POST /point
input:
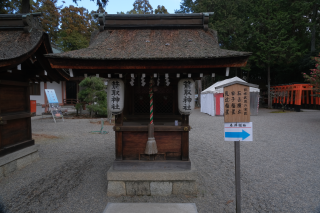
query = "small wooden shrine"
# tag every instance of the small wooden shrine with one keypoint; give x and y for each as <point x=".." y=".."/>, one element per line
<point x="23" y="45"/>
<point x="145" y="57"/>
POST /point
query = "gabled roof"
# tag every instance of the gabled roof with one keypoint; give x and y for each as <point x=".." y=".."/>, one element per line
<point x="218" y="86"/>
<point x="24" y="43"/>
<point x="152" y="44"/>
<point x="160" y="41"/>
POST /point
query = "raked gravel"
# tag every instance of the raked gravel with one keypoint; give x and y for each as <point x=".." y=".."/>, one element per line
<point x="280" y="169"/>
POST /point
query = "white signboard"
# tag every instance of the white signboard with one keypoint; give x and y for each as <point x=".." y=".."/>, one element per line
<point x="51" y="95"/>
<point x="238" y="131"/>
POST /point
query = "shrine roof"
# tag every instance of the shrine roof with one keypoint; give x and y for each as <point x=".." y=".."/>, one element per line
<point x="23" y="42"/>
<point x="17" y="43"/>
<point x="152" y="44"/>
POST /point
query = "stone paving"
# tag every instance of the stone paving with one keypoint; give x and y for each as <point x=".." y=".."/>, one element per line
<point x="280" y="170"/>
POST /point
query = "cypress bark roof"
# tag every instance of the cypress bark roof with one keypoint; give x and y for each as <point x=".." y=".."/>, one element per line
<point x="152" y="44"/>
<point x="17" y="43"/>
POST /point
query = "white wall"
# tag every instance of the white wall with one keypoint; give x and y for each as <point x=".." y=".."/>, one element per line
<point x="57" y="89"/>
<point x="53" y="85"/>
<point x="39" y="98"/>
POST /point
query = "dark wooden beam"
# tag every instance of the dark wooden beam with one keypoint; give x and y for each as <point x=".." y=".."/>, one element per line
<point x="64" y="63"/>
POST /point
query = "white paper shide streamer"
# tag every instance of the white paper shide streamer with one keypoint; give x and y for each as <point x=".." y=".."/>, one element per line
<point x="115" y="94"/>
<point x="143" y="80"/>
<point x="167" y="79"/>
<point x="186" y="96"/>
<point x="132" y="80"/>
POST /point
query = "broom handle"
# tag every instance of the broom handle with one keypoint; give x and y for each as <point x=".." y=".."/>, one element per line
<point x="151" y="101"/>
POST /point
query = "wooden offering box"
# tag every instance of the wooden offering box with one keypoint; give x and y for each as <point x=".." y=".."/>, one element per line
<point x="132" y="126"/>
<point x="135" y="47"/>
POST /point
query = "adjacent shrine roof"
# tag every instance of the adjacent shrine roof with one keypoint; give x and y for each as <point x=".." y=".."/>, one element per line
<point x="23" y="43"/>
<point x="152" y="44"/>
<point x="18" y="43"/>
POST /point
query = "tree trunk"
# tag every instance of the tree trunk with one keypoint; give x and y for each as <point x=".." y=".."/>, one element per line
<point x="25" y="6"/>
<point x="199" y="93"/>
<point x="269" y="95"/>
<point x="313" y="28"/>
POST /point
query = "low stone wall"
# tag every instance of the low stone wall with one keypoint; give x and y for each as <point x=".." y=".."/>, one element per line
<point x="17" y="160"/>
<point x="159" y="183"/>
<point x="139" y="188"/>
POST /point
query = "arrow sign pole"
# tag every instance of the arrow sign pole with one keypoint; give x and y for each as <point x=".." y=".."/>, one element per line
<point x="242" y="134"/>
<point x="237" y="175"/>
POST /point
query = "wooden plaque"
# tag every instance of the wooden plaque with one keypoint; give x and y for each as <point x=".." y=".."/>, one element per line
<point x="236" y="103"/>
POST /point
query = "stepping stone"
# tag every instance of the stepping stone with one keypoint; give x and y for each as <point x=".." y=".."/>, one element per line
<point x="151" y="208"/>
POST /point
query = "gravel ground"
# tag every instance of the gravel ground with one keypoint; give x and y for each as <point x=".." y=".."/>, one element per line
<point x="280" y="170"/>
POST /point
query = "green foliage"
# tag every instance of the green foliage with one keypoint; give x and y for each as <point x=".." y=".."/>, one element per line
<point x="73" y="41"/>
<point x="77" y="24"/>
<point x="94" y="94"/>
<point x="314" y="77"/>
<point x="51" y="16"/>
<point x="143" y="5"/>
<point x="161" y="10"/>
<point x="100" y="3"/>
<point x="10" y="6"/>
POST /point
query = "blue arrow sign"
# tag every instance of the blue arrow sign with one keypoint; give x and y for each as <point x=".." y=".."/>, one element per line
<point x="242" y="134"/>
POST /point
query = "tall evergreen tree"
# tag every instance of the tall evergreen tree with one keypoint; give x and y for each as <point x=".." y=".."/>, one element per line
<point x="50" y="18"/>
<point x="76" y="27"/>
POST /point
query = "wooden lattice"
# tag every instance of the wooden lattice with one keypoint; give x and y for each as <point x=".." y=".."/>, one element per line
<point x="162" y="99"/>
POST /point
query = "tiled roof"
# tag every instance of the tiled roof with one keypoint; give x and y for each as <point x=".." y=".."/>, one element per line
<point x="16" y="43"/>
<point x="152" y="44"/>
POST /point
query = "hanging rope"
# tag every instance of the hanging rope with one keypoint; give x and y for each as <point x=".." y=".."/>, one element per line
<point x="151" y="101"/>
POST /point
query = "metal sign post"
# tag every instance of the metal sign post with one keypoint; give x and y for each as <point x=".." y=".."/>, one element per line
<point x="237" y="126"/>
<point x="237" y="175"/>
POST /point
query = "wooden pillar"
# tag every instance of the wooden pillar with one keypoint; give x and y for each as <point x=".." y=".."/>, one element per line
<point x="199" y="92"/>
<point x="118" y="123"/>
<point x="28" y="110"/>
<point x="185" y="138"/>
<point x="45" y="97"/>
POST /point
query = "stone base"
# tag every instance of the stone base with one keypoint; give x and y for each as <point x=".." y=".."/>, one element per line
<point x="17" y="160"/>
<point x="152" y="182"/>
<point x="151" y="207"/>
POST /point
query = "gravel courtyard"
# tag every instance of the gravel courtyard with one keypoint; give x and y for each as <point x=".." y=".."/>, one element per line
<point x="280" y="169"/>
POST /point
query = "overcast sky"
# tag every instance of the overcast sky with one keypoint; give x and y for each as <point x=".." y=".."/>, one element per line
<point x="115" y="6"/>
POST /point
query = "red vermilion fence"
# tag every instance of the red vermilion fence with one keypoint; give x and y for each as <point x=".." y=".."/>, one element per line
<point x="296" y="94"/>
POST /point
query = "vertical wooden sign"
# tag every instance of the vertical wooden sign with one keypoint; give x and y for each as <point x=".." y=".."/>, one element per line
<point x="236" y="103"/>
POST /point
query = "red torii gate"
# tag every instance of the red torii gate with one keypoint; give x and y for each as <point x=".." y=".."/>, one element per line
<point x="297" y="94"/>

|---|

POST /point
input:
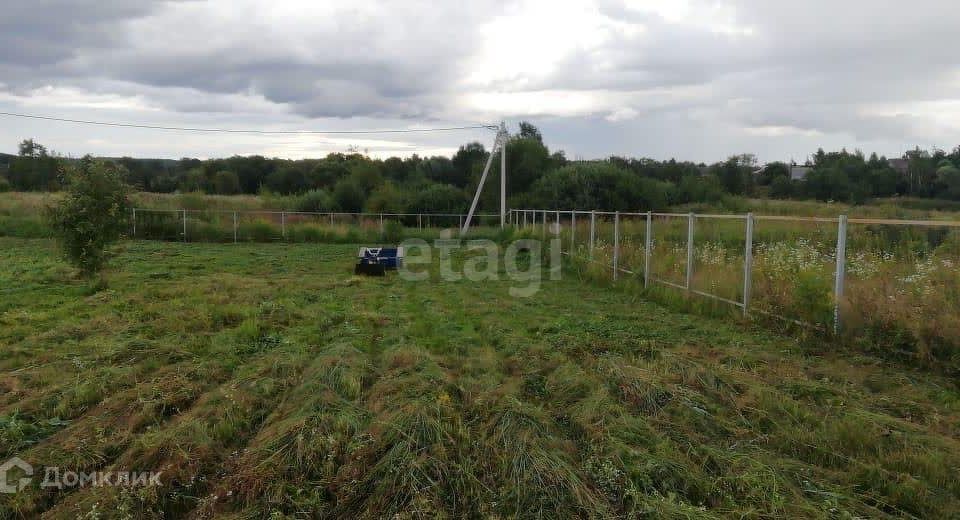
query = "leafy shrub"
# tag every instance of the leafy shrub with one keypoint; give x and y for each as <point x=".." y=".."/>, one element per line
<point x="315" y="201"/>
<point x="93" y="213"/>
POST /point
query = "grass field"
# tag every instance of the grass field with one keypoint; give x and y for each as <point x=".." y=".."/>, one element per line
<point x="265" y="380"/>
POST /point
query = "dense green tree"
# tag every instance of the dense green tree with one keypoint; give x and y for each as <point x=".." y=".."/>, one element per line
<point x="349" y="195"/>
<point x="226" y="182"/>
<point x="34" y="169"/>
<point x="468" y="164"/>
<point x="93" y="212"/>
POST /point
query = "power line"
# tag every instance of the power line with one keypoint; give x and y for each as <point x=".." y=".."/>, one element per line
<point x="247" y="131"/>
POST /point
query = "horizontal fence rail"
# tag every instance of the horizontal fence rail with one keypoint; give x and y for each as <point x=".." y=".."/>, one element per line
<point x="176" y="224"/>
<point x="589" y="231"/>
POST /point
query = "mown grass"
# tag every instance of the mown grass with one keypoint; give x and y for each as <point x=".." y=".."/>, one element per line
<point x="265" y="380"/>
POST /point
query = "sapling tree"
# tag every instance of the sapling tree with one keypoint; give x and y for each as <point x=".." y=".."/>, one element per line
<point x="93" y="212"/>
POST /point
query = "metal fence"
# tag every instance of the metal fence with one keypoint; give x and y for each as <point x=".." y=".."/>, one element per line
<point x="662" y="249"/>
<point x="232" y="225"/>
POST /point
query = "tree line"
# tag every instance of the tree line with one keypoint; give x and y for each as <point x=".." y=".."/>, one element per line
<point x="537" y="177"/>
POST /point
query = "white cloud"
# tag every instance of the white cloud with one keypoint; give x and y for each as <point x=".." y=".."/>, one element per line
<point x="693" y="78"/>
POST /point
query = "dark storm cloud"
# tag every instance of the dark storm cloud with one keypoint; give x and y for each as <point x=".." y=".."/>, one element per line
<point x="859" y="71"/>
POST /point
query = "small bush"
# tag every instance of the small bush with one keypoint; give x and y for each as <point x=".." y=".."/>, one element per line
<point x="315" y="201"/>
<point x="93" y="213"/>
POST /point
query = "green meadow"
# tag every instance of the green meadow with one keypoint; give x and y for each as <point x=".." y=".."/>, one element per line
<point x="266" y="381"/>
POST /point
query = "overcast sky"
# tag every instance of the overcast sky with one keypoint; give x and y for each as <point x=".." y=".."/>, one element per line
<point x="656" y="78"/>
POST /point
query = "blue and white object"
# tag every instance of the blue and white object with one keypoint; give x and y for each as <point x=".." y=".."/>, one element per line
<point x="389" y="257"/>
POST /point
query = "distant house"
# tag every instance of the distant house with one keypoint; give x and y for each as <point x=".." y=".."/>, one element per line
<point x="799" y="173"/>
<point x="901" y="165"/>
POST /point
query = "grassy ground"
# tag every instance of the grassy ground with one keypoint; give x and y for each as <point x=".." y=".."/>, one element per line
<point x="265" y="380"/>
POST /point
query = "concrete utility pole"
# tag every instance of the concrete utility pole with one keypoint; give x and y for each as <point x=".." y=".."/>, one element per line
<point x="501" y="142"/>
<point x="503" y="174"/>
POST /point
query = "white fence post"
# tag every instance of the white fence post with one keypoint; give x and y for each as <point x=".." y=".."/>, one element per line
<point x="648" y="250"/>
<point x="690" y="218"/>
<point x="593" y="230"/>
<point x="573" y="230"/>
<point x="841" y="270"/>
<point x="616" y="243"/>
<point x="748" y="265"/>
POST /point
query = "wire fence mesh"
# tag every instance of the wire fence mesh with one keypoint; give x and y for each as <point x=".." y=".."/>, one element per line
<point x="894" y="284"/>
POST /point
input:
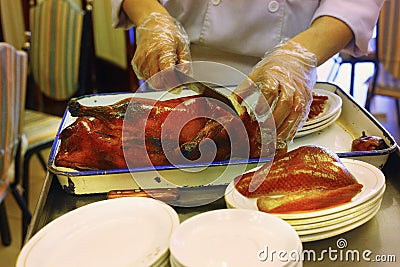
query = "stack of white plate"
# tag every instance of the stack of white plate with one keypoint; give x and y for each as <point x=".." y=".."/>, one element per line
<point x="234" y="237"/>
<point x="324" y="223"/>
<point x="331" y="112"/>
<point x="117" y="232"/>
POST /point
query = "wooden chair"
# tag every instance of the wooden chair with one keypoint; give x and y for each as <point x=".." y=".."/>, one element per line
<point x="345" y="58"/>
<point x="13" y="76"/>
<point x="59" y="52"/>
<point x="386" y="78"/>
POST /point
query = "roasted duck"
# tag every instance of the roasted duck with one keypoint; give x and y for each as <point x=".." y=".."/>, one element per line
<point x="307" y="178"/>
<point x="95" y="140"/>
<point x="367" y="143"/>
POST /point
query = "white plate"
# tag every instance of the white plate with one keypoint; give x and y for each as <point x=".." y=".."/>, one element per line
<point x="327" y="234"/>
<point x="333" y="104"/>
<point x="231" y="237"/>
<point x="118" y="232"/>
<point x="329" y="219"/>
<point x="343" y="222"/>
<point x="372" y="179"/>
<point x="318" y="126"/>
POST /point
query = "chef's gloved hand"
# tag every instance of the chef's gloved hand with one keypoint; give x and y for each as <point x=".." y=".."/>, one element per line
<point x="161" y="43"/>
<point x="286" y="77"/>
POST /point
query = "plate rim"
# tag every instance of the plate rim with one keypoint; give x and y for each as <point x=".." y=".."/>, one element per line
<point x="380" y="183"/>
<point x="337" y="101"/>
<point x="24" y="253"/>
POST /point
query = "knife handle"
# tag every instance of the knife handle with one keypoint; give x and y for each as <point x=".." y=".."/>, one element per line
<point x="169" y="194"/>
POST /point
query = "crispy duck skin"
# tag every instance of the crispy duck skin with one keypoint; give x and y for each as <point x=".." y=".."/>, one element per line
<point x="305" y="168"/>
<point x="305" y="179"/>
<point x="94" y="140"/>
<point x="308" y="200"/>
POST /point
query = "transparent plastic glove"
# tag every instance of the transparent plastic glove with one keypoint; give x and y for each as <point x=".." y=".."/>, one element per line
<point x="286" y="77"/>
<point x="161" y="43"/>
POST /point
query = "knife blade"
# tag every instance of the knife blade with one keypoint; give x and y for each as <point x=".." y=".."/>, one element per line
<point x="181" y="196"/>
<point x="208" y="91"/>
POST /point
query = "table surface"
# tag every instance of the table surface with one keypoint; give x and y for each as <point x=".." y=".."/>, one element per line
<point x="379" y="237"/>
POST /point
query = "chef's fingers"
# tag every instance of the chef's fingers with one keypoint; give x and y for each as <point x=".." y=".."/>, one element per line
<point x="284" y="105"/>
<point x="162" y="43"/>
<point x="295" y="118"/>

|---|

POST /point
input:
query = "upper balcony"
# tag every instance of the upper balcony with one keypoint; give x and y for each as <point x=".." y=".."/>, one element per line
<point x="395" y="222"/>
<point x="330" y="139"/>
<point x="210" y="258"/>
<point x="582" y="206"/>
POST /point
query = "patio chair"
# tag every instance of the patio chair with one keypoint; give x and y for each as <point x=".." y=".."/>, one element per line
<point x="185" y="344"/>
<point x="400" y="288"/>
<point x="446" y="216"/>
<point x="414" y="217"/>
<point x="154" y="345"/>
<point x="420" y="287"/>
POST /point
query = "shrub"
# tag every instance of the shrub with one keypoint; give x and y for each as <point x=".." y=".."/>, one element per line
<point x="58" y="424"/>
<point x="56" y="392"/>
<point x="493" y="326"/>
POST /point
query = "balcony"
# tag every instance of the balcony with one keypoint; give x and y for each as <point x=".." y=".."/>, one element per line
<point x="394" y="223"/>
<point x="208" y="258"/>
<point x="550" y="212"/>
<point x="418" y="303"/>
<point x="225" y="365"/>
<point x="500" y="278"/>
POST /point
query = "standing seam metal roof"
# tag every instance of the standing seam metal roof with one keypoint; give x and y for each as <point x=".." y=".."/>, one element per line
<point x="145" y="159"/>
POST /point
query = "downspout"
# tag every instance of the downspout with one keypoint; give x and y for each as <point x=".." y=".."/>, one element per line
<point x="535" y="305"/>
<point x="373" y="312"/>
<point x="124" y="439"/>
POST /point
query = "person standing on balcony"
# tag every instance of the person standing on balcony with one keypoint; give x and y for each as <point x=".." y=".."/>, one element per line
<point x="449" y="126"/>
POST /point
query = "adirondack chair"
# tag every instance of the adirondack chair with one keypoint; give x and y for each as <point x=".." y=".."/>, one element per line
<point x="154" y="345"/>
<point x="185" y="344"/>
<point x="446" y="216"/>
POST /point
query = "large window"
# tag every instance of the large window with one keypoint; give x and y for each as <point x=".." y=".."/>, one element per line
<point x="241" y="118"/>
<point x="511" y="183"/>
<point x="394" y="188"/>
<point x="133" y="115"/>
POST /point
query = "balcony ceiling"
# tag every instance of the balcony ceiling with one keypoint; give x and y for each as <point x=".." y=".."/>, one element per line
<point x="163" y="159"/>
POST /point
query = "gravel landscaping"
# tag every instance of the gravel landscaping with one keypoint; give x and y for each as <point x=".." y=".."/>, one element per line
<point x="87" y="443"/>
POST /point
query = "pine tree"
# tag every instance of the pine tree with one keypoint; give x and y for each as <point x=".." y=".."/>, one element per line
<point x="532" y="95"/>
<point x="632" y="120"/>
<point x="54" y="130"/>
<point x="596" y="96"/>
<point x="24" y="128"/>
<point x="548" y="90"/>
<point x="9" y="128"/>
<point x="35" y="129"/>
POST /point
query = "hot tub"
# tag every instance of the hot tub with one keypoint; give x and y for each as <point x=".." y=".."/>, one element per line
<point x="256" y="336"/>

|---|

Goal –
Identify every line in the material above that contains the string "downspout", treating uppercase and lowercase as different, and copy each of those lines.

Final result –
query = "downspout"
# tag every instance of the downspout with one keypoint; give x and y for each as <point x=".." y=".."/>, one element per line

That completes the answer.